--- Start Excerpted text ---

The Art Museum
Header image: The Tate Modern Museum, London, UK, Herzog and de Meuron, 2000

A Book Review by Sharon Lorenzo

This title was recommended to me via an online chat by former director Michael Shapiro from the High Museum of Art in Atlanta, Georgia. He stated that this survey of the progression of museum architecture and content from around the globe by Charles Saumarez Smith not only highlights how art museums have changed over the past century but speculates on the future direction for these institutions and their visitors.

Trained as an architectural historian, the author has been director of three institutions in the United Kingdom: The National Portrait Gallery, The National Gallery and the Royal Academy of Arts. His point of view is that architecture has been a major force in how art museums have embraced the journey of historical discovery. He feels that this narrative is changing from one of great institutions focused on deep scholarship to new buildings where experience and entertainment seem to be the greater goals.

I enjoyed his survey of the founding of our great U.S. museums such as the Metropolitan Museum of Art in 1905, the Museum of Fine Arts Boston in 1909, the Philadelphia Museum of Art in 1929, and our National Gallery of Art in 1937, followed by the greater leap to the Museum of Modern Art in 1939 and the Guggenheim Museum in 1959 whose architectural structures were definitely designed to reflect international modernism.  His observations on how museum additions such as the I.M. Pei wing at the Washington, D.C. National Gallery or his addition of the pyramid entry to the Louvre in Paris led the way to the new phase of museum revisions such as the Tate Modern in London and the Musee D’Orsay in Paris which made use of prior industrial structures with modern insides to accommodate the art.

--- End Excerpted text ---
--- Start Data lines ---

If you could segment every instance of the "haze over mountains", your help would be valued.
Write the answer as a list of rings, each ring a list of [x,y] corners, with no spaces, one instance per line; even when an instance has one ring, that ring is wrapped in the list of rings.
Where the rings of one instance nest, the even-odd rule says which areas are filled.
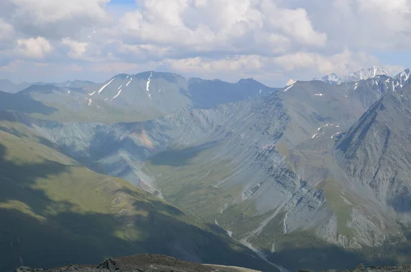
[[[149,71],[0,92],[2,263],[42,266],[28,256],[60,232],[101,249],[46,265],[135,251],[282,271],[408,262],[410,74],[275,88]],[[27,222],[35,235],[20,237]]]

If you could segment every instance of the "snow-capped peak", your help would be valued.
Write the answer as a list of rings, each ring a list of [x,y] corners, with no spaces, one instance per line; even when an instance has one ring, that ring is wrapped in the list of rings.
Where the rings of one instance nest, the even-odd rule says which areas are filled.
[[[375,77],[377,75],[386,75],[390,77],[390,75],[384,68],[374,66],[368,69],[361,69],[351,75],[349,75],[344,79],[345,82],[357,82],[361,79],[368,79],[369,78]]]
[[[411,84],[411,68],[408,68],[397,75],[394,77],[395,87],[402,88],[404,86]]]
[[[329,75],[327,75],[321,78],[314,78],[313,80],[319,80],[321,82],[327,82],[330,84],[339,84],[342,82],[342,79],[341,79],[335,73],[331,73]]]

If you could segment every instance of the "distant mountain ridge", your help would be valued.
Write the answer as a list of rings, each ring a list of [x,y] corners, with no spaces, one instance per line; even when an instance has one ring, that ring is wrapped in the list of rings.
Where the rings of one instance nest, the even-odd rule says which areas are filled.
[[[348,75],[344,78],[341,78],[333,73],[323,77],[314,78],[313,80],[320,80],[331,84],[340,84],[342,83],[354,82],[362,79],[366,80],[370,78],[375,77],[378,75],[385,75],[390,77],[391,77],[390,73],[384,68],[374,66],[366,69],[359,70],[350,75]]]

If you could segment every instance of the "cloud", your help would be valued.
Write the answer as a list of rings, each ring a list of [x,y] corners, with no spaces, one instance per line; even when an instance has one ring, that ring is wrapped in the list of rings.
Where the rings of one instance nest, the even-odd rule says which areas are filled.
[[[51,52],[53,48],[47,40],[42,37],[37,37],[17,40],[16,50],[26,57],[42,58],[47,53]]]
[[[68,56],[74,59],[81,58],[86,52],[87,46],[88,45],[87,42],[80,42],[77,40],[71,40],[68,38],[62,39],[61,44],[68,47],[70,49]]]
[[[0,42],[12,40],[14,32],[13,26],[0,18]]]
[[[389,58],[410,50],[409,0],[110,2],[0,1],[0,77],[31,73],[103,82],[113,73],[159,69],[282,86],[371,65],[393,74],[410,66]]]
[[[199,52],[272,55],[293,47],[324,46],[303,9],[269,0],[142,1],[120,20],[124,35]]]
[[[287,81],[287,83],[286,83],[286,86],[290,86],[290,85],[292,85],[294,84],[295,82],[297,82],[296,80],[294,79],[288,79]]]
[[[9,0],[0,3],[3,16],[22,34],[47,38],[77,37],[85,27],[102,26],[110,20],[105,5],[110,0]]]

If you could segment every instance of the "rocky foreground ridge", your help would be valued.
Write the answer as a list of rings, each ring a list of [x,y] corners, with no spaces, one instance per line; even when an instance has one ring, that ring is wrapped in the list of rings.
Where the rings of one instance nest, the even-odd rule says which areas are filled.
[[[258,272],[256,270],[186,262],[164,255],[142,254],[105,259],[99,264],[75,265],[53,269],[21,267],[14,272]]]
[[[141,254],[118,258],[105,259],[98,265],[75,265],[53,269],[32,269],[21,267],[14,272],[261,272],[241,267],[216,264],[201,264],[179,260],[164,255]],[[364,267],[359,264],[356,269],[338,271],[330,269],[325,272],[409,272],[411,265]],[[299,270],[298,272],[310,272]]]

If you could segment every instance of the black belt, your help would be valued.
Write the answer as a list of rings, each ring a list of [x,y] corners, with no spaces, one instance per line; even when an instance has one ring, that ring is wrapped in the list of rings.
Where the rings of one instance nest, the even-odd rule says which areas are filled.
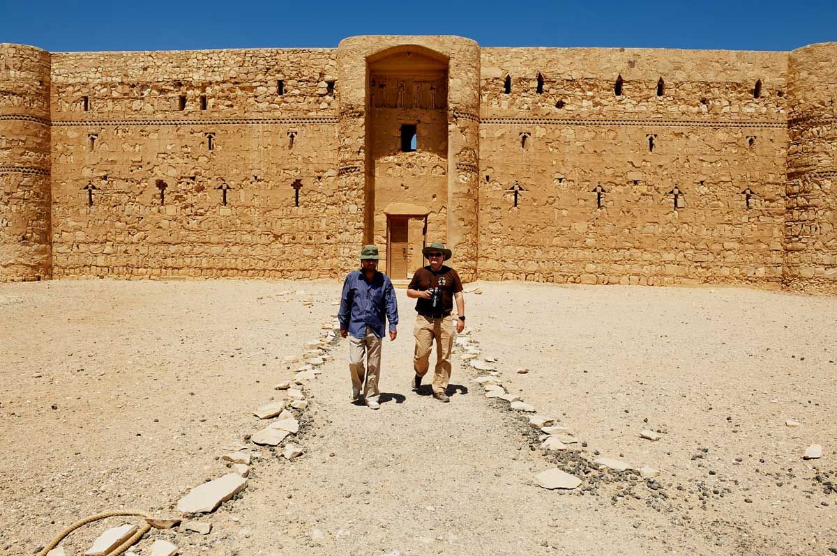
[[[447,313],[435,313],[433,314],[429,313],[419,313],[418,314],[424,317],[425,319],[443,319],[444,317],[449,317],[450,311],[448,311]]]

--- End Data lines ---

### Task requirements:
1. Return every line of the entries that contains the string "ridge", matching its case exactly.
2. Continue the book review about art museums, picking up after its final sentence.
The book review and the entries have no connection to each other.

### Exercise responses:
1.
If you could segment every instance of the "distant mountain ridge", your help would be valued.
If you could segment every instance of the "rocky foreground ridge", your help would be valued.

2.
Louvre Museum, Paris with I.M. Pei pyramid, 1988

Musee D’ Orsay,  Paris, 1986

His discourse goes on to reflect on the new Barnes Foundation in Philadelphia where the founder’s vision had to be replicated under the strict terms of his trust by the new architects. He noted that the Louvre Abu Dhabi by French architect Jean Nouvel is a striking exterior where visiting works of art roll in and out as guests while the nation builds its own collection through auction and private acquisitions.

Barnes Foundation, Philadelphia, Tod Williams and Billie Tsien, 2012

Louvre Abu Dhabi, United Arab Emirates, Jean Nouvel, 2017

The book concludes with chapters which address the rise of private museums such as the Broad Collection in Los Angeles as well as the deeper issues of the morality of wealthy museum leaders such as Leon Black at the MoMA and Warren Kanders of the Whitney Museum. His thoughts on the globalization of art assets and the intricacies of our digital world of NFT purchases lead him to posit his views on audience expectations and the role of the museum customer in the future. [1] All of these are good questions and deserve a close read so that we the audience can begin to formulate our own ideas as to how museums will evolve in our busy global art world today.  I encourage you to read this very engaging text.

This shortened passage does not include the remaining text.